**Exercice écrit 1**
Répondez à ces questions d'après l'extrait source :
(a) En quelle année la pétition a-t-elle été déposée à l'Assemblée nationale ?
(b) Combien de personnalités, et de combien de pays, ont signé le manifeste de 2019 ?
(c) Quel journal a publié le document de plaidoyer repris par l'Agence France-Presse ?

**Extrait source**
****************************************
20/12/2025
"La langue française va mal", écrit l'Agence France-Presse. Prévenir et réprimer l'usage abusif et la propagation des anglicismes. "Étouffé par l'anglo-américain", le français "voit désormais son usage même évincé par cette dernière langue devenue si peu étrangère".
Pétition déposée à l'Assemblée nationale en 2023 (archivée)
Devant les constats :
Cette pétition souhaite susciter une réaction :
La pression de l'anglo-américain, qui se substitue uniformément au lexique précis et nuancé à notre disposition, aboutit à une uniformisation et à un appauvrissement de la pensée. Elle est devenue une réelle menace pour notre culture et notre indépendance. Il est plus que temps d'en prendre acte et d'y remédier dans la légalité.
Dans un manifeste publié en 2019, 100 personnalités de 25 pays ont demandé au président français Emmanuel Macron de "protéger la langue française du colonialisme anglo-américain".
"La langue française va mal", écrit l'Agence France-Presse, reprenant une phrase du document de plaidoyer publié par le journal "Le Parisien/Aujourd'hui".
****************************************
Extrait d'un fichier de données:
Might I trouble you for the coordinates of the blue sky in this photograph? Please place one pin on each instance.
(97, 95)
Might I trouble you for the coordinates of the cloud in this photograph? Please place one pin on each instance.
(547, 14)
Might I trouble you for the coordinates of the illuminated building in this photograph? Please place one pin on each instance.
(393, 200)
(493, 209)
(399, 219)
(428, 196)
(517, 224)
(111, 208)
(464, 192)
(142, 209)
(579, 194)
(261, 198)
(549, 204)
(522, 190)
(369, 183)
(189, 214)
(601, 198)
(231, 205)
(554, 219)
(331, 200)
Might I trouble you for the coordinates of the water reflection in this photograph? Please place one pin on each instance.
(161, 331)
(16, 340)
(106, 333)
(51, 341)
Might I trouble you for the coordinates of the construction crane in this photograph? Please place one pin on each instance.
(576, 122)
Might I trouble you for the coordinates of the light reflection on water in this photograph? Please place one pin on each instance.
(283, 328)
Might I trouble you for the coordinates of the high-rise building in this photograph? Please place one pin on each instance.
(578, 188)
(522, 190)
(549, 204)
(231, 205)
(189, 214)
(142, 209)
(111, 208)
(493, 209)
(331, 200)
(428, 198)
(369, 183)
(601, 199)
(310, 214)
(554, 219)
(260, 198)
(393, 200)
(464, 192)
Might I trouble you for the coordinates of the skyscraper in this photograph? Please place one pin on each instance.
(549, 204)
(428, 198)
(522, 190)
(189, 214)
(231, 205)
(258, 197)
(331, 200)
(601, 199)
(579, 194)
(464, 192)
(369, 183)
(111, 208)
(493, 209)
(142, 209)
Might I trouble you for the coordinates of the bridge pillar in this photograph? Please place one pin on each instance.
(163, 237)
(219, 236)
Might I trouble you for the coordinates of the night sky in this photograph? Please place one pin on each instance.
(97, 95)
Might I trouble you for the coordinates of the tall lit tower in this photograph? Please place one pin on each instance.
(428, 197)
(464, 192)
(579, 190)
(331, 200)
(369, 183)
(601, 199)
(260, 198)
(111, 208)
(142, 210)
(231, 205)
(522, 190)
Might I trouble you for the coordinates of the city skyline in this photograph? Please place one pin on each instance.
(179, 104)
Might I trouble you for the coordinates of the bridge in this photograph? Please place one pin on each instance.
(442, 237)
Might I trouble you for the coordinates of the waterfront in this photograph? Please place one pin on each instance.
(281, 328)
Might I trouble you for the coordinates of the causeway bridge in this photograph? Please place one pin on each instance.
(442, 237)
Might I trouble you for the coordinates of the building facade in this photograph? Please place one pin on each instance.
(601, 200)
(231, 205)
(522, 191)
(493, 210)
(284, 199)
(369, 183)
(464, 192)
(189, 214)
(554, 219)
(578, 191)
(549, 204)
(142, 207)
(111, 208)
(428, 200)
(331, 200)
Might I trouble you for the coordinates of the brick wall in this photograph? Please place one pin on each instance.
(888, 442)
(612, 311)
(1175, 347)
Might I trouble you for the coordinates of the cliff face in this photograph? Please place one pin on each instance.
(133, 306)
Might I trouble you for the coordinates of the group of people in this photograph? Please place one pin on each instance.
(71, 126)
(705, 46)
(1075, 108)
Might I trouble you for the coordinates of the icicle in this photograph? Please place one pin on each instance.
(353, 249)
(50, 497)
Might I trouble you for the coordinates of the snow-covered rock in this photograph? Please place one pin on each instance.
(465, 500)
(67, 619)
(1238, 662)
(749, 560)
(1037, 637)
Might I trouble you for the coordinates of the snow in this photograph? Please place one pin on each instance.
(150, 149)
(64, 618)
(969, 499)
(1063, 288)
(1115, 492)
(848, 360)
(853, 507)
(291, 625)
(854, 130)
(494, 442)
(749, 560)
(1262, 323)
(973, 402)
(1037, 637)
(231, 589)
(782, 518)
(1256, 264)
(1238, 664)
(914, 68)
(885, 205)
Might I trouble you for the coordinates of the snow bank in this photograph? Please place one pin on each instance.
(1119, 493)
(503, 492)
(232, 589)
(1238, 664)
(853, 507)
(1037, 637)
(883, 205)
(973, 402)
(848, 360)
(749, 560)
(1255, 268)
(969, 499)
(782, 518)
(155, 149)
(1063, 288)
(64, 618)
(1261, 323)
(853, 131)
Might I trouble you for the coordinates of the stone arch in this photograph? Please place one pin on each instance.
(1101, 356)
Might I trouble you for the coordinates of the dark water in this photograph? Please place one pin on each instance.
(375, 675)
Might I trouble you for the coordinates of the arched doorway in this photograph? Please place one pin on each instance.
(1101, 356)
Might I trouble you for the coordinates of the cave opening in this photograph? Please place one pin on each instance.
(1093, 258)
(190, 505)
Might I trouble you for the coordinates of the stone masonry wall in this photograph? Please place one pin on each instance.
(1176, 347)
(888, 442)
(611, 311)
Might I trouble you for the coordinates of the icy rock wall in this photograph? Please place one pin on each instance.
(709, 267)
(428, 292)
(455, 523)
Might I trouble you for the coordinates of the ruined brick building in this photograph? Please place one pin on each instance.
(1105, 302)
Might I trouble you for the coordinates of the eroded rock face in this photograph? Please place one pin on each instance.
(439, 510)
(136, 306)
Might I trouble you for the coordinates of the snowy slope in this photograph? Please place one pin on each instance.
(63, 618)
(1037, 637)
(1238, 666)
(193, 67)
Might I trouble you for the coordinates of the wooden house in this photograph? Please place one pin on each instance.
****************************************
**Exercice écrit 2**
Indiquez combien de lignes des enregistrements contiennent la chaîne « brick », sans rien ajouter d'autre que ce nombre.

**Réponse rédigée 1**
(a) En 2023.
(b) 100 personnalités de 25 pays.
(c) « Le Parisien/Aujourd'hui ».

**Réponse rédigée 2**
2